■ **Your goal**
Your task is to write out exactly the lines from the line containing "[point] at the pink dahlia" through the end of the records, inclusive at both ends.
______________________________
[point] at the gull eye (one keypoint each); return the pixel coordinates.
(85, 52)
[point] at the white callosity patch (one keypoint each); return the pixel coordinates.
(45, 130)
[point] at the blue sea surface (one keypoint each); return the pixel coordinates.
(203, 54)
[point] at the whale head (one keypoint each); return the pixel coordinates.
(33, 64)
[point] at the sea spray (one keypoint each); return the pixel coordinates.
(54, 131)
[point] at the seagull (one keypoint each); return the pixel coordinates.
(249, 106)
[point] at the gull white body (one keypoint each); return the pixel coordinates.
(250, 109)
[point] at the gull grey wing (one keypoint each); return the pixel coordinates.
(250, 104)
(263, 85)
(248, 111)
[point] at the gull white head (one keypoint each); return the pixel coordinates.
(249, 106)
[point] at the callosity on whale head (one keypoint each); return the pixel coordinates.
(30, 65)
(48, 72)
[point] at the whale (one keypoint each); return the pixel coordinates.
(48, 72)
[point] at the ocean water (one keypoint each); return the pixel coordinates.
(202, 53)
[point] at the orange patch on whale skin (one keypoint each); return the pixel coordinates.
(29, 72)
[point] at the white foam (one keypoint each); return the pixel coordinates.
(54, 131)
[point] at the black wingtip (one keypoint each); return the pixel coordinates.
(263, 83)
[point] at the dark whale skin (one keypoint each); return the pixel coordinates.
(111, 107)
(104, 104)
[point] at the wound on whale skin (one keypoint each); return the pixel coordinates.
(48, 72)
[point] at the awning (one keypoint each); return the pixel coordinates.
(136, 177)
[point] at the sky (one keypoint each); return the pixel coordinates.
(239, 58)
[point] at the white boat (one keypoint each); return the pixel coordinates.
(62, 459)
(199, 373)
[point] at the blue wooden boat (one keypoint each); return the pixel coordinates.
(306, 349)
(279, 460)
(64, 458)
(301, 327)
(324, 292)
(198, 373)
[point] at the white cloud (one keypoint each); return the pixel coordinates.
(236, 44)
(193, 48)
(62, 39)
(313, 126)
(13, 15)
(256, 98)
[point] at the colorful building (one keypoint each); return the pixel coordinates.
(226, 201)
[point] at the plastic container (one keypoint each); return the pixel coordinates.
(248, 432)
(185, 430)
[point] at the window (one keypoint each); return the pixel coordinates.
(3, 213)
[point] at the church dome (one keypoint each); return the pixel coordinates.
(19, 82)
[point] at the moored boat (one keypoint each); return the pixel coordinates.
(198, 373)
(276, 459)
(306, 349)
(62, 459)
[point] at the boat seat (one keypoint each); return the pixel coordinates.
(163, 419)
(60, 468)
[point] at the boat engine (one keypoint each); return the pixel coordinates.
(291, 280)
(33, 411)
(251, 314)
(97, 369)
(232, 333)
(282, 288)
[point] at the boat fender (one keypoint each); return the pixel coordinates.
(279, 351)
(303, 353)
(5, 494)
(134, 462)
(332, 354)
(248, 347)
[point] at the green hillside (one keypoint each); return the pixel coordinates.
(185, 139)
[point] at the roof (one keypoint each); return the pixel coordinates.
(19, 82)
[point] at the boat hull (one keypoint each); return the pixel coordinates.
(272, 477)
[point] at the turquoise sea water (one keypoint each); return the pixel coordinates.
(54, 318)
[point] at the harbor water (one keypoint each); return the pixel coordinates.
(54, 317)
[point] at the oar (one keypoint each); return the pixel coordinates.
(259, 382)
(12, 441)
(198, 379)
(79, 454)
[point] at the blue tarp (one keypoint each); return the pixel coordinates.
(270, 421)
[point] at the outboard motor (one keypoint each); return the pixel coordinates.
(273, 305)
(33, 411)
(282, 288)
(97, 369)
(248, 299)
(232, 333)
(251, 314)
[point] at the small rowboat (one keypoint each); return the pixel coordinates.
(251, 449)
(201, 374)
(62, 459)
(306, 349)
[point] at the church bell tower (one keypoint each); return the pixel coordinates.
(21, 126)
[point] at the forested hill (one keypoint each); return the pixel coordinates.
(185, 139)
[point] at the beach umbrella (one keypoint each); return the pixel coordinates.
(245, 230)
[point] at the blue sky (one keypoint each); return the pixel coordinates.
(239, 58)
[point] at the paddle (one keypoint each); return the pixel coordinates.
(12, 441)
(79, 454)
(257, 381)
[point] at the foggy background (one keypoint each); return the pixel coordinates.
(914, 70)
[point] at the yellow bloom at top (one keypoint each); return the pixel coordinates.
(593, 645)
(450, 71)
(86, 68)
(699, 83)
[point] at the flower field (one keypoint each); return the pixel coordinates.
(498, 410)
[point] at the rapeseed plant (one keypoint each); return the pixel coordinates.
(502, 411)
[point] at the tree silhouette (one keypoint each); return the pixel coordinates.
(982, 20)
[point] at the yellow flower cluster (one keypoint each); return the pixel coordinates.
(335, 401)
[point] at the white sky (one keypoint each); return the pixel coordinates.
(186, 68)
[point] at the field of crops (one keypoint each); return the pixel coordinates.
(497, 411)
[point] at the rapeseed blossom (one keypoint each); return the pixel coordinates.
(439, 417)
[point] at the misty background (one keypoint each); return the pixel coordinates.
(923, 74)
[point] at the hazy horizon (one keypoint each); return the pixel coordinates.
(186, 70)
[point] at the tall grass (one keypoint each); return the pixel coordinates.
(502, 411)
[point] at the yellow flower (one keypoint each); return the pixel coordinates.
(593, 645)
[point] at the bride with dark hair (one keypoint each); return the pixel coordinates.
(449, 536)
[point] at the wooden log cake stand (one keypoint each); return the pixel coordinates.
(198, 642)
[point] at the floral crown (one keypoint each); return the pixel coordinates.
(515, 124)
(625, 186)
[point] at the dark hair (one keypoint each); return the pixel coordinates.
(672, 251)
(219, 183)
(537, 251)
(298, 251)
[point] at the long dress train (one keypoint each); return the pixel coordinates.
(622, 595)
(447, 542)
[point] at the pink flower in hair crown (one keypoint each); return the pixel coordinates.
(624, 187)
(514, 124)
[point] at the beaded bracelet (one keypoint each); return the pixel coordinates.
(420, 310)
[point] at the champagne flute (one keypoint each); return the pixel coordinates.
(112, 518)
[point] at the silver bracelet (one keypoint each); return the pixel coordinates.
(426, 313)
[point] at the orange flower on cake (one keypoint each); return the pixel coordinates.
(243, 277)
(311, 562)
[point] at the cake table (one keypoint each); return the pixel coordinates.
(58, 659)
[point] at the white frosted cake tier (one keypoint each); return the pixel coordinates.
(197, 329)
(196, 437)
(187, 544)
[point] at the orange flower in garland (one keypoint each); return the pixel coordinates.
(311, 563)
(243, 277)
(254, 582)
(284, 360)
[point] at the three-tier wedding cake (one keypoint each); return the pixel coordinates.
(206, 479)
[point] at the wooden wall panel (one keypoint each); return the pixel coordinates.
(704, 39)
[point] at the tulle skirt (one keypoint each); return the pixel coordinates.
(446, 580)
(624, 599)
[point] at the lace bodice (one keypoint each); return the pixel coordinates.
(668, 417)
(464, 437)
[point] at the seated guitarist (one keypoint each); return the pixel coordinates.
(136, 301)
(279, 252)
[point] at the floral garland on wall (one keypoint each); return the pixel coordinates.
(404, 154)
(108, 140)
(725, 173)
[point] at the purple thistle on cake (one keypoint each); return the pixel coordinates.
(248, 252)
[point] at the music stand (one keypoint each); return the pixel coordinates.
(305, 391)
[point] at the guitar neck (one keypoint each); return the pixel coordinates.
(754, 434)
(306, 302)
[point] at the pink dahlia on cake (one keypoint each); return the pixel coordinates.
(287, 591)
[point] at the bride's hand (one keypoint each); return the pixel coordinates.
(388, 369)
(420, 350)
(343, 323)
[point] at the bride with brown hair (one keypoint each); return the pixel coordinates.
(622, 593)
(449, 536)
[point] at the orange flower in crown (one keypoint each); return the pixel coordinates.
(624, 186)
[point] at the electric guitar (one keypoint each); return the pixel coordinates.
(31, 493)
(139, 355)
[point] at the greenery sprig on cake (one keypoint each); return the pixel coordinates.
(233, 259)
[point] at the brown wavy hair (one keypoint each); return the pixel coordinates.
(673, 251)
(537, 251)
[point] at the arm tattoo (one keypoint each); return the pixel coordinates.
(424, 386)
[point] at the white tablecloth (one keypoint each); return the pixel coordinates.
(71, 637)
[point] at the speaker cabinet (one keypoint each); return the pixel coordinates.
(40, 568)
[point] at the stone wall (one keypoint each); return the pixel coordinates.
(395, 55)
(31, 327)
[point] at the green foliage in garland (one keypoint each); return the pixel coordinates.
______________________________
■ **Task result**
[point] at the pink dahlia on cake (one keypoint each); return the pixel coordinates.
(287, 591)
[point] at the bride's hand (one keypoint each); return the pixel coordinates.
(388, 369)
(420, 350)
(343, 323)
[point] at the bride with brown hair (one keypoint each); return the pixel coordinates.
(622, 593)
(449, 536)
[point] at the orange flower in crown (one keypoint each); return the pixel coordinates.
(624, 186)
[point] at the electric guitar (one keypoint each); return the pixel coordinates.
(31, 493)
(139, 355)
[point] at the greenery sprig on cake (one keypoint each); return the pixel coordinates.
(233, 259)
[point] at the brown wavy hair (one keypoint each); return the pixel coordinates.
(673, 251)
(537, 251)
[point] at the arm tattoo (one keypoint each); return the pixel coordinates.
(424, 386)
[point] at the white tablecloth (one keypoint each); return the pixel coordinates.
(71, 637)
[point] at the speaker cabinet (one keypoint each); return the pixel coordinates.
(40, 568)
[point] at the stone wall (one keypoint each); return the pixel coordinates.
(395, 55)
(31, 327)
[point] at the green foliage in garland (one keypoint each); return the pixel coordinates.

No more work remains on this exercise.